Enseignement privé : pour une remise à plat des subventions
Un rapport parlementaire tire un bilan plus que mitigé des relations entre pouvoirs publics et enseignement privé sous contrat. En rappelant que plus de 75% du financement des établissements privés des premier et second degrés sont pris en charge par l'Etat et les collectivités. Ces mêmes collectivités sont concernées par plusieurs recommandations, notamment en matière de forfait d'externat et d'aide à l'investissement.
Présenté le 2 avril 2024 devant la commission des affaires culturelles et de l'éducation à l'Assemblée nationale, le rapport sur le financement public de l'enseignement privé sous contrat des députés Paul Vannier (LFI) et Christopher Weissberg (Renaissance) propose une remise à plat complète d'un modèle français mal en point.
Le rapport estime que depuis 1959 et le vote de la loi Debré sur les rapports entre l'État et les établissements d'enseignement privés, "l'application d'un principe de parité des financements entre public et privé ainsi qu'un consensus des majorités politiques successives ont conduit à l'accumulation progressive de dispositifs de financement favorables aux établissements d'enseignement privés, au point semble-t-il de déplacer l'équilibre initial".
Un financement sans transparence
L'État est aujourd'hui le "premier financeur des établissements privés sous contrat". Il leur consacre 9 milliards d'euros en 2024 (sur les 63 milliards de crédits de la mission enseignement scolaire), dont plus de 90% pour la rémunération de 132.960 enseignants (pour 2 millions d'élèves, soit 17% des effectifs). Si l'on ajoute près de 2 milliards des collectivités territoriales, on arrive à une prise en charge par la puissance publique de plus de 75% du financement des établissements privés des premier et second degrés. Le reste étant principalement pris en charge par les familles. Or, face à cet important financement public, le rapport estime que le modèle français est celui "d'un financement public fort associé à de faibles contreparties pour les établissements privés sous contrat".

※

● Exercices à traiter:
**A)** D'après le texte sur l'enseignement privé sous contrat, combien d'enseignants la rémunération prise en charge par l'État concerne-t-elle ?
**B)** Rédigez la suite du texte sur l'enseignement privé sous contrat, à partir de sa dernière phrase.
Les enregistrements n'ont aucun rapport avec le texte sur l'enseignement privé sous contrat.

● Entrées fournies:
※

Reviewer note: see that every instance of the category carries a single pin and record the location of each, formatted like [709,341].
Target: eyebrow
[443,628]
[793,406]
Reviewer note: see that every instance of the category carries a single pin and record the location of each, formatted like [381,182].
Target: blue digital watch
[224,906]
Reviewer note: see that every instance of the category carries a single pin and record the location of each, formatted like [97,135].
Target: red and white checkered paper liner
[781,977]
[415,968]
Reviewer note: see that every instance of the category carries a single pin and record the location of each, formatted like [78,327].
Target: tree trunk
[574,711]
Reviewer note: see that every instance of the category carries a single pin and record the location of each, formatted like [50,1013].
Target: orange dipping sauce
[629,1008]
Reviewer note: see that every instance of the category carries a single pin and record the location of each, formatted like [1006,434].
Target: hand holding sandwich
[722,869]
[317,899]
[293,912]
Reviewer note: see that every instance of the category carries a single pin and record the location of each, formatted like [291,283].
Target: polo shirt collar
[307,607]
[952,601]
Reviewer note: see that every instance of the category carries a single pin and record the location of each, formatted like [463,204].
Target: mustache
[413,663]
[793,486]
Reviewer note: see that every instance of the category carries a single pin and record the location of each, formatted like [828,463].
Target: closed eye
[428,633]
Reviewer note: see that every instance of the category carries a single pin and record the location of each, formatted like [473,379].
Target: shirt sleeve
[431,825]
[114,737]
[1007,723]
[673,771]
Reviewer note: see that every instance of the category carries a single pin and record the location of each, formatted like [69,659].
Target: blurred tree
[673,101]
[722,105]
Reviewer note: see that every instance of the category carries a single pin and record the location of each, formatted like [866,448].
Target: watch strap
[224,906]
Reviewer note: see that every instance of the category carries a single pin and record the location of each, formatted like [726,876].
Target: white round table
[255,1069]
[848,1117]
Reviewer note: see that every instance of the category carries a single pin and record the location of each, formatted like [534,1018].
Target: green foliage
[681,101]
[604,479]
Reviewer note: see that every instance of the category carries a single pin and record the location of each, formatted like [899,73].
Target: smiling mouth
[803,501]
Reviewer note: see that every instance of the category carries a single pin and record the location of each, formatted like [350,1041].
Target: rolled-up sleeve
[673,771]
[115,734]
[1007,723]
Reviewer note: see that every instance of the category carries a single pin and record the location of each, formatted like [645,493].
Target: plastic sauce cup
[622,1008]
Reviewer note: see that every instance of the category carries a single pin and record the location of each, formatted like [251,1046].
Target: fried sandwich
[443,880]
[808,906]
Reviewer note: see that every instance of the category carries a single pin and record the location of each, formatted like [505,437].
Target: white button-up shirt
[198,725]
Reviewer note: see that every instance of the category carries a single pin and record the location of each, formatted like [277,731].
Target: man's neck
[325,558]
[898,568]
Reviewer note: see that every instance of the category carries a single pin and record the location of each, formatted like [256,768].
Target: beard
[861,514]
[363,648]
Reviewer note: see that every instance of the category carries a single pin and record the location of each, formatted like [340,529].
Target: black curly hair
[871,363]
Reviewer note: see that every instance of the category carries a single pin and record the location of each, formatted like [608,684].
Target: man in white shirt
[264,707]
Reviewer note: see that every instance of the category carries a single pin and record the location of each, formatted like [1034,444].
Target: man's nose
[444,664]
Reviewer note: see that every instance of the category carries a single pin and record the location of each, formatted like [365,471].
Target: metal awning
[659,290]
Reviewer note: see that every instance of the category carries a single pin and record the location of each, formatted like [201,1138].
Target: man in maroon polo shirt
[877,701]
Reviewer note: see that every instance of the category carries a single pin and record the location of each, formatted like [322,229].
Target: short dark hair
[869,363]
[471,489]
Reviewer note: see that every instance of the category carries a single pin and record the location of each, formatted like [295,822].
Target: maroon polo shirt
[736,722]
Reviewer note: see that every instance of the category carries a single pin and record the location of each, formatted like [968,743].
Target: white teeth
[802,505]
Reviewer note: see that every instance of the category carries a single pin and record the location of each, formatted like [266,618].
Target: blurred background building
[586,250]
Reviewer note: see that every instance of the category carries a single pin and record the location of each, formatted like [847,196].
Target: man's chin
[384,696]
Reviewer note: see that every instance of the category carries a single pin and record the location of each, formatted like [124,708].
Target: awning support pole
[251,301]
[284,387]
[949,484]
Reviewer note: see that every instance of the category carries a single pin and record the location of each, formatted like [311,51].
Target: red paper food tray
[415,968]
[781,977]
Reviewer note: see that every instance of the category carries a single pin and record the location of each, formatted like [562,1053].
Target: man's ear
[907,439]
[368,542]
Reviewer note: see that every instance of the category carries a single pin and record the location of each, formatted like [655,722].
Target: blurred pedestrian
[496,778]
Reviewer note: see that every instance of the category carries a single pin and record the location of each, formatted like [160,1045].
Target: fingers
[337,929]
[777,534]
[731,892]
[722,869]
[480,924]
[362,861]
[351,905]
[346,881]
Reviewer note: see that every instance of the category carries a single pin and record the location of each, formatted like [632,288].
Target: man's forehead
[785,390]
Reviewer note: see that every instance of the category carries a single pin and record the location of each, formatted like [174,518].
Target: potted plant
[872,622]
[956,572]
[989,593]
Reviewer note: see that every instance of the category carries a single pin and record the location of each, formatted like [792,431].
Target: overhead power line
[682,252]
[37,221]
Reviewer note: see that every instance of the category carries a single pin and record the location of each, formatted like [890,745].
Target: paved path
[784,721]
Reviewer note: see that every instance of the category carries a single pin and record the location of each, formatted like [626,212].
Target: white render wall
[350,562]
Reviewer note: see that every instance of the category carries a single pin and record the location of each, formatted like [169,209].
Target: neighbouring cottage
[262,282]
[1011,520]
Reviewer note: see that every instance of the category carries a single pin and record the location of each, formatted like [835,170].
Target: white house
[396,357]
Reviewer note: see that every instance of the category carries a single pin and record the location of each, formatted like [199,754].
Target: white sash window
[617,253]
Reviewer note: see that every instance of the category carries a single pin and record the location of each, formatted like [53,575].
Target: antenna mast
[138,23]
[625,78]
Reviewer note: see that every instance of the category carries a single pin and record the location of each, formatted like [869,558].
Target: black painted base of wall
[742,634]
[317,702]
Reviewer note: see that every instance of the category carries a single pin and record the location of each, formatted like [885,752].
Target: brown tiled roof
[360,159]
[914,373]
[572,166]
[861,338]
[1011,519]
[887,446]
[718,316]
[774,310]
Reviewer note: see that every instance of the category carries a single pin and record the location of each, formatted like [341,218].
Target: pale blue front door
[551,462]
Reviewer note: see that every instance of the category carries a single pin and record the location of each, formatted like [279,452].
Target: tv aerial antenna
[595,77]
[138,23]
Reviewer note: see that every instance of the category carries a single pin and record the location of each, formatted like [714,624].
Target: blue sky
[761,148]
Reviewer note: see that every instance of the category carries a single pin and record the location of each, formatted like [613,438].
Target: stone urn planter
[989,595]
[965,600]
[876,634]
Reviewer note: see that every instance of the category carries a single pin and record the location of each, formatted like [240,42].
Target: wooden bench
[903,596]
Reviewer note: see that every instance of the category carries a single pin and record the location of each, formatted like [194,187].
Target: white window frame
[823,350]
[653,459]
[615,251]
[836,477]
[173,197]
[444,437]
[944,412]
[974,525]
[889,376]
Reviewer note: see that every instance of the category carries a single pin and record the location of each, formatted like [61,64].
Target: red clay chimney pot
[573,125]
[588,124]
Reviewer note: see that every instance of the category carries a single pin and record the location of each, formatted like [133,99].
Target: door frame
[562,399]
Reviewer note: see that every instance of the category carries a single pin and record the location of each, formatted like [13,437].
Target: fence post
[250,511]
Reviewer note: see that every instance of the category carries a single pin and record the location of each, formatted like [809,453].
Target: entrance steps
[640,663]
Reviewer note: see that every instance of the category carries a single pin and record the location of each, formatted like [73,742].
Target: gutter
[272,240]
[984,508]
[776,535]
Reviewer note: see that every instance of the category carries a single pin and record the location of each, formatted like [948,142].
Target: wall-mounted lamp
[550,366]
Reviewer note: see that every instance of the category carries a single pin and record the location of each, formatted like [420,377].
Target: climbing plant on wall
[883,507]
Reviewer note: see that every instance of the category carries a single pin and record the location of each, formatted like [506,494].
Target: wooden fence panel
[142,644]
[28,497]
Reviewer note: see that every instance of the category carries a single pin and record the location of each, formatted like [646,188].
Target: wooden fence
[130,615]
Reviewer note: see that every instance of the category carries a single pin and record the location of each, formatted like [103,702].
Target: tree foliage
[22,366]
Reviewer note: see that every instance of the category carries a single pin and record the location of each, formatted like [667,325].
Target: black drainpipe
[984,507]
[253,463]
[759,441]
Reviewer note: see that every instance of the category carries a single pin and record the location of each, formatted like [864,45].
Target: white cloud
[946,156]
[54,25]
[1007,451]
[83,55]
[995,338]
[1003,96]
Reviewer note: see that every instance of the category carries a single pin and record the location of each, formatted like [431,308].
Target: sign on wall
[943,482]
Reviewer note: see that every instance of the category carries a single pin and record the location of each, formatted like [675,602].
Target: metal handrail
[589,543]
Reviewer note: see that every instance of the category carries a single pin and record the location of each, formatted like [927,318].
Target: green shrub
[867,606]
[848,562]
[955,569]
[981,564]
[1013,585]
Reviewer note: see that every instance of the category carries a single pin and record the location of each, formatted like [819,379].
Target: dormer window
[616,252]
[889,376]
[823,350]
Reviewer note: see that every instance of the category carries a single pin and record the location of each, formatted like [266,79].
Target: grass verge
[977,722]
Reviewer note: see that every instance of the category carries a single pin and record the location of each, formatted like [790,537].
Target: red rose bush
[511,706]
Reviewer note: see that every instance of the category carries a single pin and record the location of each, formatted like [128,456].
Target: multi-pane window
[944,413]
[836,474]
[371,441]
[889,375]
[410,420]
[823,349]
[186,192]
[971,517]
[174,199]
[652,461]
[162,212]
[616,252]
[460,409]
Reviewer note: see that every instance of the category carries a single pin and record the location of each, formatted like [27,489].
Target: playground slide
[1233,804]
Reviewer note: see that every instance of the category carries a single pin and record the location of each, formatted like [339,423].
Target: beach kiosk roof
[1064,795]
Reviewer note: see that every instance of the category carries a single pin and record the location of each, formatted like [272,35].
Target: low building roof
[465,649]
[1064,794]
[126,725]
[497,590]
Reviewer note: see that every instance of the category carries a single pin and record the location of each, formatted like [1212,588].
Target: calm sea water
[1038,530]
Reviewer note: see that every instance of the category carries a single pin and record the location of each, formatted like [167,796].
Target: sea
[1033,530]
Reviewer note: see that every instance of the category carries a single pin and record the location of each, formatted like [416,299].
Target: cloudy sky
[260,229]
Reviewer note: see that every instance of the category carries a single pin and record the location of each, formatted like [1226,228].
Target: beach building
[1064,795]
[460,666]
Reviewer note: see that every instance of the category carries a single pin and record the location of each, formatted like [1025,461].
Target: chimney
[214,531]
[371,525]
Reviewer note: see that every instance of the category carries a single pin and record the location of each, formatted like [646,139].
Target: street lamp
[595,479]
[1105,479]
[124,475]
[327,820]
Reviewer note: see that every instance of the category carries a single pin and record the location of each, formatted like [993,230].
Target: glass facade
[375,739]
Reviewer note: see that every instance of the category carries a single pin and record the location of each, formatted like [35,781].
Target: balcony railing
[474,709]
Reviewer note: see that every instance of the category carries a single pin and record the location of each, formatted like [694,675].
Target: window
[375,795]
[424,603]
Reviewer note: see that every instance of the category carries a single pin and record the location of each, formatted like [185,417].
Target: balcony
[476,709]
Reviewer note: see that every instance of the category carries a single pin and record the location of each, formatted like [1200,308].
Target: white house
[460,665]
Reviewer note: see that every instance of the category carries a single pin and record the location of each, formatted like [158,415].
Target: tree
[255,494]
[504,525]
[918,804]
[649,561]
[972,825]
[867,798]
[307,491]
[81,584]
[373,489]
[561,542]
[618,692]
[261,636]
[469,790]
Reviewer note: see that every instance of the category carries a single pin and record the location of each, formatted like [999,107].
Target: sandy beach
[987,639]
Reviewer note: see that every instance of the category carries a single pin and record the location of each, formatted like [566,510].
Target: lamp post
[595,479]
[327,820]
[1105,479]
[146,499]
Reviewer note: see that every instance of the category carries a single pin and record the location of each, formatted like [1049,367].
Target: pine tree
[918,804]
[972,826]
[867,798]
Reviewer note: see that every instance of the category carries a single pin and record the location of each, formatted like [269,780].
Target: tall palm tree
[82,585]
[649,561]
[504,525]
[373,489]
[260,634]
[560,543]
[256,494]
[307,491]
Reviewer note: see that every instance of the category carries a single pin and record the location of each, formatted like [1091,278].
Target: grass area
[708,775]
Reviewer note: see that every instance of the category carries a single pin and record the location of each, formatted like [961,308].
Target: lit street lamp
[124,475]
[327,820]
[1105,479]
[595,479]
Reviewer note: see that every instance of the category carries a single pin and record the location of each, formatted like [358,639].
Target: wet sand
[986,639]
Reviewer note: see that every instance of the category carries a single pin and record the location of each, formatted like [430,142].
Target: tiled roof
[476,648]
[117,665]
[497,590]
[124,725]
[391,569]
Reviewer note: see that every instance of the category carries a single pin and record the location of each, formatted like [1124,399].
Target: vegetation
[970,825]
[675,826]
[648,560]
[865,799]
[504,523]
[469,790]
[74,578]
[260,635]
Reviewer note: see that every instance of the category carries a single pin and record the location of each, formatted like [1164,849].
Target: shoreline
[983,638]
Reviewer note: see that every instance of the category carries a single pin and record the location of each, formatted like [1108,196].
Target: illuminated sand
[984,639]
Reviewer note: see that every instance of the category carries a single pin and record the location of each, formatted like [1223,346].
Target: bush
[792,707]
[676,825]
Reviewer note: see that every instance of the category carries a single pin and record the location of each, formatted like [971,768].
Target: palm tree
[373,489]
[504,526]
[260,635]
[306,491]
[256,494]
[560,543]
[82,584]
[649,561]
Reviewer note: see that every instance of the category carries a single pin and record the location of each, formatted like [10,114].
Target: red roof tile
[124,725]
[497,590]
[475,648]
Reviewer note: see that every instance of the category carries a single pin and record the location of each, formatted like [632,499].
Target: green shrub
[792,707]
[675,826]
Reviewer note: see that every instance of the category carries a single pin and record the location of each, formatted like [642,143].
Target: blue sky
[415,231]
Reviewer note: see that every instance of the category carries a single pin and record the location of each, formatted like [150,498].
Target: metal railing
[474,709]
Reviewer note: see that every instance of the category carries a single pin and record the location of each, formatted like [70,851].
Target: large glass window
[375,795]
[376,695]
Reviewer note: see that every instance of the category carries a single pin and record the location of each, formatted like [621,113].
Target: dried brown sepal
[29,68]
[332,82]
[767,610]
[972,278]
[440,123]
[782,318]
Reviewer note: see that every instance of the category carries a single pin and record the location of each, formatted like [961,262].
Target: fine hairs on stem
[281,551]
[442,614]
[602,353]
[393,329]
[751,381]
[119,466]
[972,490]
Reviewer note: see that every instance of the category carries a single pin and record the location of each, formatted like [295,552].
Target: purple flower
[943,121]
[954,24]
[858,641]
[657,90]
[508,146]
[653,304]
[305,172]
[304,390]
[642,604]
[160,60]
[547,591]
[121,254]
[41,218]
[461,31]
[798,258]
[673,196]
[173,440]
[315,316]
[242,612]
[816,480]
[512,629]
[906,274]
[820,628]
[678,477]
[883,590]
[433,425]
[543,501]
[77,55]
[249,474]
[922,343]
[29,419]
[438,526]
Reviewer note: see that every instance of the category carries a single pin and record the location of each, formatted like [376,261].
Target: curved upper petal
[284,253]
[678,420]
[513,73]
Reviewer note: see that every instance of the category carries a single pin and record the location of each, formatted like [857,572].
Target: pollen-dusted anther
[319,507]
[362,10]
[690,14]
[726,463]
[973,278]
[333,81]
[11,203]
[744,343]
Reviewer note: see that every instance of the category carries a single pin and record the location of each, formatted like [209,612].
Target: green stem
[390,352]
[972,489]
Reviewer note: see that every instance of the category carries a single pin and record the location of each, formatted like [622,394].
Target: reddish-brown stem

※

● Corrigés des exercices:
**A)** Elle concerne 132.960 enseignants.

**B)**
Parmi les griefs faits au modèle français, les rapporteurs évoquent "un système d'allocation peu transparent et qui s'écarte du cadre légal". Ils avancent que si les textes "ne reconnaissent que des établissements, pris de manière individuelle, la pratique a fait émerger des réseaux, essentiellement confessionnels ou de langue régionale, dont le poids est désormais considérable sans qu'ils ne bénéficient d'aucune assise législative ou règlementaire". Une situation qui résulterait de l'impossibilité pour l'État de dialoguer avec des milliers d'établissements privés. À cet égard, étant donné que le réseau des établissements catholiques représente plus de 95% des effectifs et plus de 7.000 établissements, les rapporteurs notent qu'"une telle situation peut soulever des interrogations, notamment au regard de la séparation des Églises et de l'État."
"Angles morts" du contrôle
Autre reproche fait au modèle français : le manque de contrôle, en particulier durant la "vie du contrat" liant l'établissement à l'État. "Les contrats sont tacitement reconduits d'année en année, sans qu'il ne soit vérifié que les conditions nécessaires à leur conclusion sont bien toujours réunies", pointent les rapporteurs.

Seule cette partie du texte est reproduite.